Goals:
a - Answer each of these from the review of the Jon Daniels book, one line per answer, marked (i), (ii), (iii):
(i) Which two events kept the 1965 killing from getting much attention at the time?
(ii) Who shot Daniels?
(iii) In what year did the Episcopal Church decide to cite Daniels as a martyr?
b - Carry on the review of the Jon Daniels book, picking up after its last line.

Source extract:
+---+
Publishers Weekly - Publisher's Weekly

In this detailed but readable book, Eagles (who edited The Civil Rights Movement in America ) fleshes out the 1965 killing in Alabama of white Episcopal seminarian Jon Daniels, which received little attention at the time because of the Watts riots and a subsequent New York newspaper strike. Eagles traces the New Hampshire background of the ``intensely self-critical'' Daniels, and his decision to join protests led by Martin Luther King in Selma. Daniels then became the first white civil rights volunteer in nearby Lowndes County. Eagles ably elaborates the white-supremacist history of isolated, backward Lowndes, as well as the growth of grass-roots civil rights activism there. Arrested for picketing local merchants and released, Daniels then led an interracial group to a store, where a local resident, Tom Coleman, shot him. Eagles speculates on why Coleman might have felt more threatened than others by the civil rights movement. An inept prosecution, coupled with defense lawyers playing to an all-white jury, assured Coleman's acquittal. This book, as well as the Episcopal Church's 1991 decision to cite Daniels as a martyr, serves as a measure of redress. Photos not seen by PW. (June)
+---+
Information provided:
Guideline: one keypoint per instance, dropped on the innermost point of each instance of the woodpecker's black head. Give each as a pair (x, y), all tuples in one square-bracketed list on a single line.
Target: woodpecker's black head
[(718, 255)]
+---+
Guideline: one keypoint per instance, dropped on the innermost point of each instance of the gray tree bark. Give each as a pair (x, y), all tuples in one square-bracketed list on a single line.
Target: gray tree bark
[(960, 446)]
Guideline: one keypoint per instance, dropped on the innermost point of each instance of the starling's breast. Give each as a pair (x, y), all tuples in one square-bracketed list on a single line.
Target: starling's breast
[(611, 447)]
+---+
Answers to the exercise:
a -
(i) The Watts riots and a subsequent New York newspaper strike.
(ii) Tom Coleman, a local resident.
(iii) 1991.

b -
Library Journal

More than four decades ago, political scientist V.O. Key Jr. observed in his classic Southern Politics in State and Nation that whites in Southern ``Black Belt'' counties were the most staunch supporters of racial segregation and white supremacy. Historian Eagles examines the events surrounding the shooting death of civil rights worker and Episcopalian seminary student Jon Daniels in one Black Belt county (Lowndes) of Alabama in 1965. Eagles's account of how Daniels came to be in Alabama and his work there is both well researched and emotionally moving. Readers seeking a broader overview of events in Alabama during this turbulent time may consult Carl Elliot Sr. with Michael D'Orso's The Cost of Courage: The Journey of an American Congressman ( LJ 2/1/92). A valuable addition to public and academic collections on the civil rights movement.-- Thomas H. Ferrell, Univ . of Southwestern Louisiana, Lafayette

Book Details

Published
June 1, 1993
Publisher
Chapel Hill : University of North Carolina Press, c1993.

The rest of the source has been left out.